### [Goal]
Reproduce everything from the line "Target: elephant head" down to the end of the material with "wildebeest" replaced by "gnu" and nothing else changed. Leave the pictures out.
● ● ●
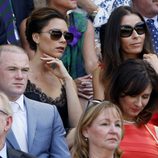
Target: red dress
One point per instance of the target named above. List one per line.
(154, 119)
(138, 142)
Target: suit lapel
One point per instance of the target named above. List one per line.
(11, 153)
(31, 121)
(11, 140)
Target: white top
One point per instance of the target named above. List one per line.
(19, 125)
(3, 152)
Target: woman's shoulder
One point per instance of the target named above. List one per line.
(79, 21)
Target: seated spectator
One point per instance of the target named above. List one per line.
(125, 36)
(12, 13)
(79, 57)
(99, 132)
(49, 82)
(134, 88)
(37, 127)
(5, 125)
(149, 10)
(3, 34)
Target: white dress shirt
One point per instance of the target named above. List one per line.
(19, 126)
(3, 152)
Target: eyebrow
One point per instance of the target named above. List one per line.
(3, 112)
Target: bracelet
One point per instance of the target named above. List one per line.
(93, 14)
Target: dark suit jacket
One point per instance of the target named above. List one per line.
(12, 153)
(46, 134)
(22, 9)
(3, 33)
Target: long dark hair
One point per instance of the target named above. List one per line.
(112, 55)
(131, 79)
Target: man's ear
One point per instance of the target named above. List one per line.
(35, 37)
(9, 120)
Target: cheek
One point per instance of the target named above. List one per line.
(124, 43)
(97, 132)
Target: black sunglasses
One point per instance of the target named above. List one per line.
(3, 112)
(127, 30)
(56, 34)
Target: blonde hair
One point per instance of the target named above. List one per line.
(80, 148)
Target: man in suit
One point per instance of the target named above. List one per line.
(5, 125)
(3, 33)
(37, 127)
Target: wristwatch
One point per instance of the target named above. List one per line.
(92, 15)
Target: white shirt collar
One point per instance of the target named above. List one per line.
(20, 102)
(3, 152)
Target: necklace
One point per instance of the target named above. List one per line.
(128, 122)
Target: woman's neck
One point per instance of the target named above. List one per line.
(101, 153)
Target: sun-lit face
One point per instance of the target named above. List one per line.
(14, 69)
(47, 45)
(148, 8)
(133, 45)
(105, 131)
(133, 105)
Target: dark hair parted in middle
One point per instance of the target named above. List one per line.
(130, 79)
(38, 19)
(112, 52)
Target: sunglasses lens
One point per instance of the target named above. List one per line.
(68, 36)
(55, 34)
(140, 28)
(126, 31)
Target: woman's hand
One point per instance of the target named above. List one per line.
(56, 66)
(152, 59)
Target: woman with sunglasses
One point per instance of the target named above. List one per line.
(99, 132)
(125, 36)
(134, 88)
(47, 34)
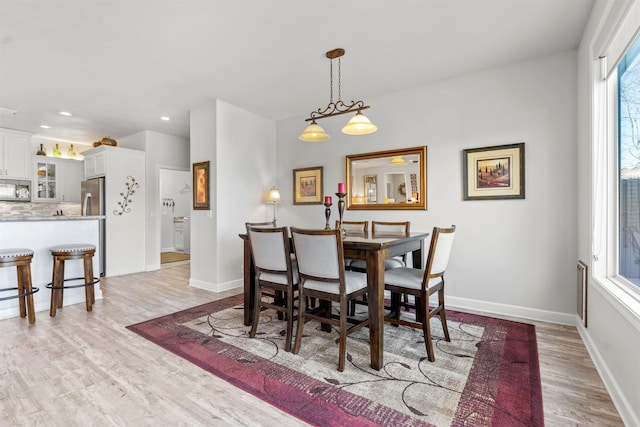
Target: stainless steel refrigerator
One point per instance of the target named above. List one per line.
(93, 203)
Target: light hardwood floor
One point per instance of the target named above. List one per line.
(80, 368)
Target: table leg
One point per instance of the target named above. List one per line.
(249, 278)
(375, 290)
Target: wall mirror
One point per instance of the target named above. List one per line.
(393, 179)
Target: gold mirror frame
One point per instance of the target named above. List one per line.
(379, 164)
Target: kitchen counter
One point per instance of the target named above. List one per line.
(50, 218)
(39, 234)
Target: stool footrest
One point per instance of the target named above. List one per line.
(24, 294)
(95, 280)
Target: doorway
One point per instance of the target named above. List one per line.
(175, 196)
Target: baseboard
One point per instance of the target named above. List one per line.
(623, 406)
(153, 267)
(497, 309)
(216, 287)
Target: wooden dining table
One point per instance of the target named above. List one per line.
(372, 248)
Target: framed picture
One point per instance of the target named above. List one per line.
(494, 172)
(307, 186)
(201, 186)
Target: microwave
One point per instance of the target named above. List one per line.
(14, 190)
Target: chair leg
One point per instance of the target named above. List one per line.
(88, 278)
(443, 316)
(287, 345)
(21, 279)
(426, 328)
(301, 309)
(256, 311)
(27, 287)
(342, 350)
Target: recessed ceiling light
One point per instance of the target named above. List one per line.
(7, 112)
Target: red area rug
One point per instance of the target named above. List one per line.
(488, 375)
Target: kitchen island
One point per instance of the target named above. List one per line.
(39, 234)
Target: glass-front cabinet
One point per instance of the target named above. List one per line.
(46, 180)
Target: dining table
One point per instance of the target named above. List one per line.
(374, 249)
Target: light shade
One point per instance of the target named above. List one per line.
(398, 161)
(314, 133)
(273, 196)
(359, 125)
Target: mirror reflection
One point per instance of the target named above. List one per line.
(394, 179)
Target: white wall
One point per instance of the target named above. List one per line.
(245, 171)
(511, 256)
(204, 232)
(241, 148)
(162, 151)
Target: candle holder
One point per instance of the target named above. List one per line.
(327, 214)
(341, 212)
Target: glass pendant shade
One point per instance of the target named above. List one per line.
(314, 133)
(359, 125)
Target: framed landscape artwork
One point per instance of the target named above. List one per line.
(494, 172)
(201, 186)
(307, 186)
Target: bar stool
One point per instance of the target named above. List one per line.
(61, 254)
(21, 259)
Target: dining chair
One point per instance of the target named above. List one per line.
(276, 276)
(422, 284)
(353, 228)
(323, 276)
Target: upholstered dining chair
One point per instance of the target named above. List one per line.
(323, 276)
(422, 284)
(354, 228)
(276, 276)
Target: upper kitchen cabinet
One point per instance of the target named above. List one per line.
(57, 180)
(14, 154)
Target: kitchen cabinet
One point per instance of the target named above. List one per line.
(14, 154)
(57, 180)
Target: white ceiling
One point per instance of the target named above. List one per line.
(119, 65)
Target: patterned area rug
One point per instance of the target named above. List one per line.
(488, 375)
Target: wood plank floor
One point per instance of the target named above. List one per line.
(80, 368)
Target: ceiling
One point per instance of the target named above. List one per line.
(120, 65)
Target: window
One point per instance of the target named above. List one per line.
(628, 135)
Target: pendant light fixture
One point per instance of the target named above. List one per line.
(359, 123)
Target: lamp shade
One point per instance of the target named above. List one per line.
(314, 133)
(398, 161)
(359, 125)
(273, 196)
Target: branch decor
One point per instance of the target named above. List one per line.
(131, 189)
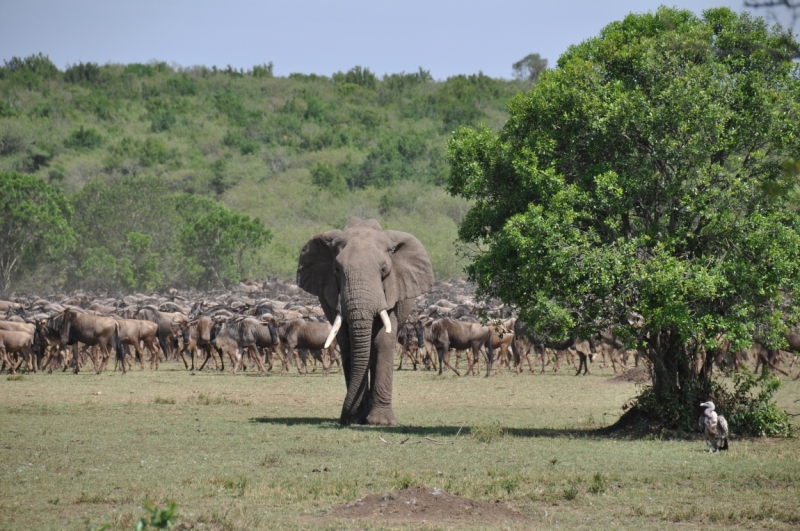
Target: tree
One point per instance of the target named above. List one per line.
(529, 67)
(643, 175)
(34, 224)
(126, 233)
(218, 245)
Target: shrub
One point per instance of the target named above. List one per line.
(362, 77)
(751, 409)
(329, 178)
(82, 73)
(84, 139)
(264, 70)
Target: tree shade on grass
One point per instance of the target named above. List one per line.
(645, 173)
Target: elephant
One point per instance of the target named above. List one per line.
(366, 279)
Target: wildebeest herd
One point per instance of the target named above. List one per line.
(258, 322)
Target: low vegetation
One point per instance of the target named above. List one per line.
(246, 452)
(129, 146)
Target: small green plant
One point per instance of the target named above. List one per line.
(157, 518)
(160, 400)
(270, 461)
(487, 434)
(241, 485)
(598, 484)
(510, 485)
(405, 482)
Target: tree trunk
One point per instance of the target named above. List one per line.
(678, 385)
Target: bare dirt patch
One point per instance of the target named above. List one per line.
(636, 375)
(424, 504)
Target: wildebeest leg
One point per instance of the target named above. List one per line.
(236, 357)
(302, 361)
(253, 350)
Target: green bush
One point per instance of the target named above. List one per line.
(751, 409)
(85, 139)
(264, 70)
(82, 73)
(362, 77)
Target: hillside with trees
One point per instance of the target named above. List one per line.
(149, 156)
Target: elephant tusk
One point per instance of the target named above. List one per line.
(386, 322)
(337, 324)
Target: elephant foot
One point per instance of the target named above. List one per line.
(381, 417)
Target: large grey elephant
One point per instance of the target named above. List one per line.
(366, 279)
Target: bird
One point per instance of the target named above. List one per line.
(714, 427)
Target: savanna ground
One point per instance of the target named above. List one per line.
(247, 452)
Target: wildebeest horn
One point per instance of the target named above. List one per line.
(386, 322)
(337, 324)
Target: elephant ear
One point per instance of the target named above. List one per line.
(412, 273)
(315, 269)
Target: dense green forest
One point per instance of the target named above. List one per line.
(142, 152)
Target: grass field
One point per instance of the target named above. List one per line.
(247, 452)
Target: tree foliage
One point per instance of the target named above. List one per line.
(34, 224)
(643, 175)
(218, 244)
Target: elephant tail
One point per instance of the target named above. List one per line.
(489, 349)
(515, 352)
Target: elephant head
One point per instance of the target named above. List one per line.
(365, 278)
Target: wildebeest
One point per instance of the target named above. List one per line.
(306, 336)
(74, 325)
(245, 335)
(446, 334)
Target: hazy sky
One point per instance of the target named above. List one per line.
(446, 37)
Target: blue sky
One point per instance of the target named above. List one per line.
(446, 37)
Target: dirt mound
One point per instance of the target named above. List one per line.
(424, 504)
(635, 375)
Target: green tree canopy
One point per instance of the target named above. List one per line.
(529, 67)
(218, 245)
(644, 174)
(34, 224)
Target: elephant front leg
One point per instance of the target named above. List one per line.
(380, 401)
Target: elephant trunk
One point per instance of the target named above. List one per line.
(362, 300)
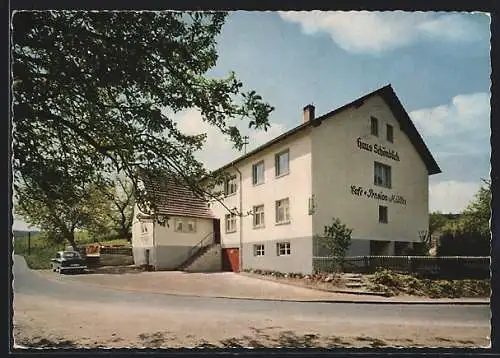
● ● ●
### [Result for this exercise]
Target: elephant head
One point per instance of the target named above. List one per line.
(365, 278)
Target: gnu
One point per instance of the target named above. List one per line.
(306, 336)
(74, 325)
(245, 335)
(446, 334)
Target: hazy sky
One point per instance of the target named above. List one per line.
(446, 37)
Target: blue sky
One point per instance of the target named above. List one per line.
(446, 37)
Target: dirt mound
One point per instance of the target named above. List one per line.
(424, 504)
(635, 375)
Target: green tree canopy
One point per instance of the target named above. List one per line.
(529, 67)
(218, 245)
(644, 174)
(34, 224)
Target: elephant front leg
One point per instance of the target named above. List one per line.
(380, 401)
Target: elephant trunk
One point per instance of the target named above. List one per line.
(362, 300)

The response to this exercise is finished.